• [WHAT TO DO]: Reproduce part of the Daytona watch piece below: start at the words "It all started in 1963—although" and end after the words "heard of them.".

══ QUOTED TEXT ══

It was the watch that caused uproar, queues around the block—at least on paper, anyway. Imagine this, a product so undesirable that they can’t even be given away that then evolves to become something so sought after, people waited years to get one. The new, shiny ceramic Daytona may have stolen the limelight—but is the steel-bezelled 116520 still a watch worth having?

A Confused Start

What is the Daytona? I don’t mean that in some sort of deep and meaningful way—that would be ridiculous, it’s just a watch—more as a kind of I’ve-locked-myself-in-the-bathroom-because-I-don’t-know-who-I-am-and-the-spiders-are-trying-eat-my-brain kind of way.

It’s had a bit of an identity crises over the years, the Daytona, a watch named after a race track that’s famous-ish and fitted with features more befitting a dive watch, dressed in a shiny case and bracelet that’s likely to get scratched in a Rolls Royce let alone a racecar.

It all started in 1963—although it didn’t, because really it all started in 1957, when Omega released three watches, the Seamaster 300, the Railmaster and the Speedmaster. The Speedmaster was special, and boy did Rolex know it. Rolex knew this because it was used to being the special one, introducing game-changing watches such as the Submariner, GMT-Master and Explorer. You may have heard of them.

But what Rolex couldn’t get to grips with was the chronograph. You see, the success Rolex had enjoyed with its watches was nothing to do with Rolex—that is, it was not a manufacturer of watches, more a company that consolidated other people’s ideas and had someone else make them. You know, like Apple.

The first Rolex Daytona model was introduced in 1963)

═══
══ ENTRIES PROVIDED ══

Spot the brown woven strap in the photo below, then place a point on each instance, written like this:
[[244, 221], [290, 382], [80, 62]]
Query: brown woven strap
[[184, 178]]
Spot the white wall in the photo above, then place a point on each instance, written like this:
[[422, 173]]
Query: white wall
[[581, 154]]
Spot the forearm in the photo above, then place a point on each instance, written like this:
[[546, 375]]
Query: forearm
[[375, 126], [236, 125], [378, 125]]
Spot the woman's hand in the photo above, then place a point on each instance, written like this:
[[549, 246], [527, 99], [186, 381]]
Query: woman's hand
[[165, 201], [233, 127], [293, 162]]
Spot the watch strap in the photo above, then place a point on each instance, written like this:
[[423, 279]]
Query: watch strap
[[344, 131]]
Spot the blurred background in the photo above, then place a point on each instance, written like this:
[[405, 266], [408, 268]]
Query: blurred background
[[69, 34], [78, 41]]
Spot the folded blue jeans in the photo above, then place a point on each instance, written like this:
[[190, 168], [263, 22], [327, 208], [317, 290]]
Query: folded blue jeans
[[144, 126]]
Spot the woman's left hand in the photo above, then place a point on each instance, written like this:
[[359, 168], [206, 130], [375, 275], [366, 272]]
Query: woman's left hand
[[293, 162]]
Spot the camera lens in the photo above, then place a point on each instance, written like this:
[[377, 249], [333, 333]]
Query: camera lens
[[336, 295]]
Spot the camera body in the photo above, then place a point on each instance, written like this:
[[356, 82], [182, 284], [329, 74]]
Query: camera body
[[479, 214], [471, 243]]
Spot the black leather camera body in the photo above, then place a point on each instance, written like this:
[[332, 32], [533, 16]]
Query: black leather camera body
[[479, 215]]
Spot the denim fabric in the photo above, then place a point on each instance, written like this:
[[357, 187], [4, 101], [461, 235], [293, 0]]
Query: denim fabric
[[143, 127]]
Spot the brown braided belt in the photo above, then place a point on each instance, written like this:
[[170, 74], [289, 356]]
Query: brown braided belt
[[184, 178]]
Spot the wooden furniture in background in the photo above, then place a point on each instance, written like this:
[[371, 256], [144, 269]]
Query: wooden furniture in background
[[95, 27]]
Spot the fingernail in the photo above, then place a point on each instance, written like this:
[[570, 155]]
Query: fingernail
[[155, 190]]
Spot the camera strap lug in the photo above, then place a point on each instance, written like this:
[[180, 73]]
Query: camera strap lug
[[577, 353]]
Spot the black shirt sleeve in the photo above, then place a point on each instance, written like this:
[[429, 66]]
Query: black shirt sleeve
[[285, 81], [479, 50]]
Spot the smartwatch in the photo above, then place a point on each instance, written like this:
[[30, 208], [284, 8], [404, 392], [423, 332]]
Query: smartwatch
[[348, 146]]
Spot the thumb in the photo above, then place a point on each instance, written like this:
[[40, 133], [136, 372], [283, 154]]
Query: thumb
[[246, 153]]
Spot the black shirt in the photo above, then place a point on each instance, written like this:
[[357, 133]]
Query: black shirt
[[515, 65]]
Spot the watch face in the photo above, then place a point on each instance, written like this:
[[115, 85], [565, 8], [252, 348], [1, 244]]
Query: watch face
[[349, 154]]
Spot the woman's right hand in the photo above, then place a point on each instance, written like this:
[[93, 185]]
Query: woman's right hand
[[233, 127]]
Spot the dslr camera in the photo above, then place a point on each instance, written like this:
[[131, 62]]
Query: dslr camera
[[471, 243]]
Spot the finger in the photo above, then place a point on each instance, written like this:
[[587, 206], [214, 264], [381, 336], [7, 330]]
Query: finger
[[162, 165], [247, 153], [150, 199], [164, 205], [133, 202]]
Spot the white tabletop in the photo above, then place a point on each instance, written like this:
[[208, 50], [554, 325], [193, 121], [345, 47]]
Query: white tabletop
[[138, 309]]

═══

• [SOLUTION FOR THIS TASK]:
It all started in 1963—although it didn’t, because really it all started in 1957, when Omega released three watches, the Seamaster 300, the Railmaster and the Speedmaster. The Speedmaster was special, and boy did Rolex know it. Rolex knew this because it was used to being the special one, introducing game-changing watches such as the Submariner, GMT-Master and Explorer. You may have heard of them.